→ **Directions for this task**
All of the entries below should be returned verbatim, apart from the pictures.

→ **Data**
=-=-=-=-=
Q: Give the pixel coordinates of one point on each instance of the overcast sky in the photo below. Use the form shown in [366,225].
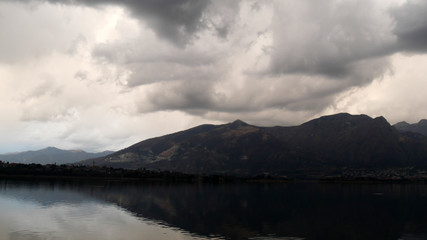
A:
[104,74]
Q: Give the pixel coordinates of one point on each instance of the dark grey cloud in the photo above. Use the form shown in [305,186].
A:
[328,37]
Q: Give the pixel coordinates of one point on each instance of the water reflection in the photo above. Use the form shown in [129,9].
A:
[60,210]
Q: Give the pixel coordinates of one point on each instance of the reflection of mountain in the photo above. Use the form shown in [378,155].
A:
[311,211]
[45,194]
[50,155]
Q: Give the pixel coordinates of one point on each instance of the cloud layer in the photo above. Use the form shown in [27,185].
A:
[96,72]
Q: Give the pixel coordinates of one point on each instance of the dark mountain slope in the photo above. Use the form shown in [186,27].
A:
[340,140]
[51,155]
[420,127]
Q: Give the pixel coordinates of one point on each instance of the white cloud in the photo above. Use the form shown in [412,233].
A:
[105,74]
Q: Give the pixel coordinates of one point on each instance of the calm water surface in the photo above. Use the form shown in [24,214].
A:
[103,210]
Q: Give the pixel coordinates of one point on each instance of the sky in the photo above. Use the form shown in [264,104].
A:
[104,74]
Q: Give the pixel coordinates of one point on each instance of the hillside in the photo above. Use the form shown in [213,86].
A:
[420,127]
[50,155]
[237,148]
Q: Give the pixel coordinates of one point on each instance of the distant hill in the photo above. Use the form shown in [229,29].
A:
[50,155]
[237,148]
[420,127]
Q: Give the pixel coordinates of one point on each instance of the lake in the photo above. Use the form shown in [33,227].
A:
[117,210]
=-=-=-=-=
→ **Response below**
Q: Give the pixel coordinates of one point on each instance of the overcast sky in the photo below. Use the form shown in [366,225].
A:
[104,74]
Q: Give the pixel coordinates of one point on each instance of the dark grey cloud in the photo above. Use the form shown in [305,186].
A:
[328,37]
Q: Give the pixel coordinates of one point on each instance of the water reflection in the photo above. Use the form shown in [129,9].
A:
[60,210]
Q: Give the pixel coordinates of one point on each instance of the reflection of mountain in the photo above. Use the form shown in [378,155].
A:
[311,211]
[45,194]
[50,155]
Q: Give the pixel coordinates of one point on each instance of the cloud layer in the photo above. Use the form shown in [27,185].
A:
[96,72]
Q: Give the pixel coordinates of one point on each instance of the dark mountain slope in the photo above. Use the form shown in [186,27].
A:
[340,140]
[51,155]
[420,127]
Q: Give the pixel coordinates of one point on each instance of the white cloud in the photo above. Use the form shown in [412,233].
A:
[105,74]
Q: Give the pixel coordinates of one point on each instance of the calm water surface in the photo above. Use the form shown in [24,214].
A:
[103,210]
Q: Give the pixel coordinates of one point on each instance of the sky in the photo above. Use the form shown in [264,104].
A:
[104,74]
Q: Give the pixel coordinates of one point on each instance of the hillside in the photo above. Use the form shown in [213,86].
A:
[420,127]
[50,155]
[237,148]
Q: Give the pixel coordinates of one point on each instance of the distant hill in the photo above. Use the form shown in [229,29].
A:
[50,155]
[237,148]
[420,127]
Q: Give the pixel coordinates of one point on each instance of the lake in the photo above. Use the form shown in [33,227].
A:
[117,210]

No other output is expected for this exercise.